EXERCISE: Every line below should be given again without alteration.

STORED DATA:
- Opening Delimiter -

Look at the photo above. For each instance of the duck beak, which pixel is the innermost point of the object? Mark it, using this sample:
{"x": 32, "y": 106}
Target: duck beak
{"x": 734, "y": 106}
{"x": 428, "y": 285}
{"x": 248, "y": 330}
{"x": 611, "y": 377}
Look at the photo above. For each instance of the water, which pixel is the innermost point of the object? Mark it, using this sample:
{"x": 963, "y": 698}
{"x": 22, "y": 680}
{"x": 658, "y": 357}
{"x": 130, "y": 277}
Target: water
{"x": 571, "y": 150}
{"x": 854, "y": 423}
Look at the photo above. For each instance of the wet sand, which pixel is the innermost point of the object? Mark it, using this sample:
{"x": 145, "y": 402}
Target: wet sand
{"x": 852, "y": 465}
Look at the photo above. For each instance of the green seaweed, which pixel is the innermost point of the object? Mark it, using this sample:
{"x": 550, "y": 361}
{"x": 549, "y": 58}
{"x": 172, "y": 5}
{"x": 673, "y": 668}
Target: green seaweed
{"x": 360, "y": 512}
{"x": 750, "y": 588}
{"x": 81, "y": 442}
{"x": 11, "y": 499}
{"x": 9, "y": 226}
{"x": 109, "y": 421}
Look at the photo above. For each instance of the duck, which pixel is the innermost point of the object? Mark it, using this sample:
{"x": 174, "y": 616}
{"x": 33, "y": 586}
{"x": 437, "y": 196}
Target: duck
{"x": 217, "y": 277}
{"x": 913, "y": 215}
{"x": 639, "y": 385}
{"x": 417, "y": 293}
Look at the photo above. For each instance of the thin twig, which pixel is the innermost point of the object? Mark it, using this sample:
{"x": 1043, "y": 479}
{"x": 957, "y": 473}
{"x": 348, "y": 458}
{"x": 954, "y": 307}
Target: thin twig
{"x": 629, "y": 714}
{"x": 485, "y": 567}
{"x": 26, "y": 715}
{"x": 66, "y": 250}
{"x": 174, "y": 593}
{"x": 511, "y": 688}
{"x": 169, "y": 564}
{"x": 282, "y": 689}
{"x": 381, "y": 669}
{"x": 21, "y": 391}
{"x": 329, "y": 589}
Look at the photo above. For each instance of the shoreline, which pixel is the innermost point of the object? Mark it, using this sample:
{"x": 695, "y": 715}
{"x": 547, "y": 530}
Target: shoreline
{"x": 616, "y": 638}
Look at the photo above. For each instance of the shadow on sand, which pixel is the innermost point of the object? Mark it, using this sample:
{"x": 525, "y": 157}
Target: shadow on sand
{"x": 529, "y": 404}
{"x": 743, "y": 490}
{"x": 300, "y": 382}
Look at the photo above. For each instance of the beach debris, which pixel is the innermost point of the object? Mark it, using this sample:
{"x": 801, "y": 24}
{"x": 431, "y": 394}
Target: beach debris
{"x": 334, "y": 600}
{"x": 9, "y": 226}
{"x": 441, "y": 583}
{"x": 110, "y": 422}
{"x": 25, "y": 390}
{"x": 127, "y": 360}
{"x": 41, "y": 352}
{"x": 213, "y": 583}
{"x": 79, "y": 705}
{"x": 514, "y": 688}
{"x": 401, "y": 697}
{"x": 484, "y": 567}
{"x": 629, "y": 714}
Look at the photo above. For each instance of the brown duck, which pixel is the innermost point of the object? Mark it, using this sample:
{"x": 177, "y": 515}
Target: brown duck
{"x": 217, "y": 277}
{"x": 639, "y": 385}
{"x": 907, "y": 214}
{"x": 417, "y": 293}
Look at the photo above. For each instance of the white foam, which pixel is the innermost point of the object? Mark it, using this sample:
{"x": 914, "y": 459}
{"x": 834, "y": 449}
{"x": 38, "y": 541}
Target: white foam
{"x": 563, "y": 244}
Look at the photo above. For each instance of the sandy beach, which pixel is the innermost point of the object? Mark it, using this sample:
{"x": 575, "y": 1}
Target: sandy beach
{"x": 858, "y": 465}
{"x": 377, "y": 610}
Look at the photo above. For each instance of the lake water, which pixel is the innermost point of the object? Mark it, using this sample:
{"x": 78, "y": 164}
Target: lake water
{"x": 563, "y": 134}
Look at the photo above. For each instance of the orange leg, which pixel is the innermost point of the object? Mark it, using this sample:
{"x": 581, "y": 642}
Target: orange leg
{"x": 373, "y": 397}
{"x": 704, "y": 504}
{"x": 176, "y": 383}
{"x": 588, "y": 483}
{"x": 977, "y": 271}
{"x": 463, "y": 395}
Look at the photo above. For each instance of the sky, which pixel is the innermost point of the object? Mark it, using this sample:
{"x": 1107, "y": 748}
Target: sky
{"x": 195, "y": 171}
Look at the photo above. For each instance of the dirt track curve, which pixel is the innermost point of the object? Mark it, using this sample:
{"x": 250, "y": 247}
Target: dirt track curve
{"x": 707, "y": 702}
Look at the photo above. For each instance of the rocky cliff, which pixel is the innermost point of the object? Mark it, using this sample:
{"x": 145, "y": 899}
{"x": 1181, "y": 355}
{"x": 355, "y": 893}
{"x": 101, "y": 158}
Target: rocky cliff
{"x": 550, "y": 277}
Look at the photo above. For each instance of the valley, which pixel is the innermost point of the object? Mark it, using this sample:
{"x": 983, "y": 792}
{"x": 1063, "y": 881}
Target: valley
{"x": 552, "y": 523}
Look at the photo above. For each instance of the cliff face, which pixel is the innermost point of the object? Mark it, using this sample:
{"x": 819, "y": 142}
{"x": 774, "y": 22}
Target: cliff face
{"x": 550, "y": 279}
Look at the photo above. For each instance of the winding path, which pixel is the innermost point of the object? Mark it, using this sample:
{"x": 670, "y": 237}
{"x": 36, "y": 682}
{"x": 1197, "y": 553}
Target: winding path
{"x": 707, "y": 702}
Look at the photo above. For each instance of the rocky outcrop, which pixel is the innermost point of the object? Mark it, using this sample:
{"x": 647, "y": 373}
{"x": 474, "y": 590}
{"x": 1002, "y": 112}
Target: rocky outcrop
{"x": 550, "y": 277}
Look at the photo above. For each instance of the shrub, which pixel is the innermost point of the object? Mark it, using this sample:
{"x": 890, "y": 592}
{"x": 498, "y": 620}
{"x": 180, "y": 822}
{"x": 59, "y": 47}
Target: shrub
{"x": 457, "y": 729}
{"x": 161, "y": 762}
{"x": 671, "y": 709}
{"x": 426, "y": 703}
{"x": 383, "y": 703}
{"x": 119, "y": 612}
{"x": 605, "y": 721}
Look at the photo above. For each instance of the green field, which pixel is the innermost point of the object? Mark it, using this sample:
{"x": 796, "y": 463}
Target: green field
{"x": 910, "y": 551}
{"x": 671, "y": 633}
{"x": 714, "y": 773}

- Closing Delimiter -

EXERCISE ANSWER:
Look at the photo above. For each instance of the duck beak, which pixel is the innermost point of the object? Mark it, using this sample:
{"x": 32, "y": 106}
Target: duck beak
{"x": 734, "y": 106}
{"x": 428, "y": 285}
{"x": 248, "y": 330}
{"x": 611, "y": 377}
Look at the photo above. For each instance of the water, which pixel is the innermost point of the object? Mark it, using this sample:
{"x": 963, "y": 698}
{"x": 22, "y": 680}
{"x": 658, "y": 357}
{"x": 130, "y": 277}
Target: water
{"x": 571, "y": 150}
{"x": 854, "y": 423}
Look at the photo above. For each instance of the wet sand, which pixel is the innermost point of the object? Mark it, using this sample:
{"x": 145, "y": 402}
Target: wet sand
{"x": 852, "y": 465}
Look at the photo above. For each instance of the green seaweed, which pixel is the innermost point of the object? Mark it, using this sample:
{"x": 550, "y": 361}
{"x": 549, "y": 58}
{"x": 172, "y": 5}
{"x": 673, "y": 668}
Target: green seaweed
{"x": 360, "y": 512}
{"x": 750, "y": 588}
{"x": 81, "y": 442}
{"x": 11, "y": 499}
{"x": 9, "y": 226}
{"x": 109, "y": 421}
Look at the photo above. For each instance of the duck, which pixel is the innermost point of the object? Mark it, using this sample:
{"x": 174, "y": 616}
{"x": 33, "y": 586}
{"x": 437, "y": 196}
Target: duck
{"x": 217, "y": 277}
{"x": 913, "y": 215}
{"x": 639, "y": 385}
{"x": 417, "y": 293}
Look at the photo above. For each instance of the thin twig, which pixel is the innermost point of the object? Mark it, using this sample:
{"x": 1043, "y": 479}
{"x": 957, "y": 473}
{"x": 348, "y": 458}
{"x": 954, "y": 307}
Target: thin twig
{"x": 629, "y": 714}
{"x": 485, "y": 567}
{"x": 26, "y": 715}
{"x": 66, "y": 250}
{"x": 174, "y": 593}
{"x": 511, "y": 688}
{"x": 169, "y": 564}
{"x": 282, "y": 689}
{"x": 381, "y": 669}
{"x": 21, "y": 391}
{"x": 329, "y": 589}
Look at the photo above. For each instance of the shoreline, which pixel is the innermost point of the object? Mark it, using this sample:
{"x": 695, "y": 715}
{"x": 547, "y": 530}
Target: shoreline
{"x": 616, "y": 638}
Look at the photo above. For each instance of the shadow on sand, which pixel is the innermost point of the object? Mark it, using this sample:
{"x": 525, "y": 157}
Target: shadow on sand
{"x": 529, "y": 404}
{"x": 743, "y": 490}
{"x": 300, "y": 382}
Look at the photo above. For each instance of the beach debris, which pixel is the innermost point of the object? Mark it, using this sample:
{"x": 801, "y": 24}
{"x": 431, "y": 394}
Target: beach debris
{"x": 334, "y": 600}
{"x": 9, "y": 226}
{"x": 441, "y": 583}
{"x": 110, "y": 422}
{"x": 25, "y": 390}
{"x": 127, "y": 360}
{"x": 41, "y": 352}
{"x": 213, "y": 583}
{"x": 79, "y": 705}
{"x": 514, "y": 688}
{"x": 401, "y": 697}
{"x": 484, "y": 567}
{"x": 629, "y": 714}
Look at the photo above. For each instance of the brown duck, which pixel is the innermost point of the object? Mark it, using this sample:
{"x": 177, "y": 515}
Target: brown duck
{"x": 217, "y": 277}
{"x": 639, "y": 385}
{"x": 907, "y": 214}
{"x": 417, "y": 293}
Look at the photo above. For each instance of the white foam, which pixel is the innermost point of the object? Mark it, using this sample:
{"x": 914, "y": 459}
{"x": 834, "y": 449}
{"x": 38, "y": 541}
Target: white foam
{"x": 563, "y": 244}
Look at the photo above. For each instance of the sandy beach, which pixel is the innermost point of the object? Mark it, using this sample:
{"x": 575, "y": 1}
Target: sandy beach
{"x": 858, "y": 465}
{"x": 377, "y": 610}
Look at the photo above. For each instance of the lake water, which pixel is the innermost point of the object? Mark it, using this sample:
{"x": 78, "y": 164}
Target: lake water
{"x": 563, "y": 134}
Look at the photo above. For each instance of the orange leg, which pixel is the innermost point of the object? Mark it, using this sample:
{"x": 581, "y": 642}
Target: orange leg
{"x": 373, "y": 397}
{"x": 704, "y": 504}
{"x": 176, "y": 383}
{"x": 588, "y": 483}
{"x": 977, "y": 271}
{"x": 463, "y": 395}
Look at the photo above. For each instance of the sky, which pixel is the innermost point of the object? Mark it, using this sample:
{"x": 1107, "y": 748}
Target: sky
{"x": 195, "y": 171}
Look at the photo above. For each instance of the dirt track curve, which pixel is the innermost point of the object? Mark it, using this sample:
{"x": 250, "y": 247}
Target: dirt track curve
{"x": 707, "y": 702}
Look at the photo above. For each instance of the rocky cliff, which pixel is the innermost point of the object? Mark it, using this sample:
{"x": 145, "y": 899}
{"x": 1181, "y": 355}
{"x": 355, "y": 893}
{"x": 101, "y": 158}
Target: rocky cliff
{"x": 550, "y": 277}
Look at the photo above. For each instance of the valley, which pixel is the innermost point of the object? Mark it, using this sample:
{"x": 983, "y": 792}
{"x": 1063, "y": 881}
Target: valley
{"x": 552, "y": 523}
Look at the photo above. For each instance of the cliff face, which pixel is the innermost point of the object? Mark it, using this sample:
{"x": 819, "y": 142}
{"x": 774, "y": 22}
Target: cliff face
{"x": 550, "y": 279}
Look at the photo above. For each instance of the winding path, which pixel is the innermost point of the object? Mark it, using this sample:
{"x": 670, "y": 237}
{"x": 36, "y": 682}
{"x": 1197, "y": 553}
Target: winding path
{"x": 707, "y": 702}
Look at the photo above. For each instance of the rocky outcrop, which pixel is the innermost point of the object? Mark it, using this sample:
{"x": 647, "y": 373}
{"x": 474, "y": 590}
{"x": 1002, "y": 112}
Target: rocky outcrop
{"x": 550, "y": 277}
Look at the photo above. For each instance of the shrub, which pixel is the innermost point of the object? Mark it, using this sample:
{"x": 890, "y": 592}
{"x": 498, "y": 620}
{"x": 180, "y": 822}
{"x": 59, "y": 47}
Target: shrub
{"x": 457, "y": 729}
{"x": 161, "y": 762}
{"x": 671, "y": 709}
{"x": 426, "y": 703}
{"x": 383, "y": 703}
{"x": 119, "y": 612}
{"x": 605, "y": 721}
Look at the photo above. For each instance of the green field, which pixel is the innermost point of the object? Mark it, using this sample:
{"x": 796, "y": 463}
Target: green field
{"x": 910, "y": 551}
{"x": 671, "y": 633}
{"x": 714, "y": 773}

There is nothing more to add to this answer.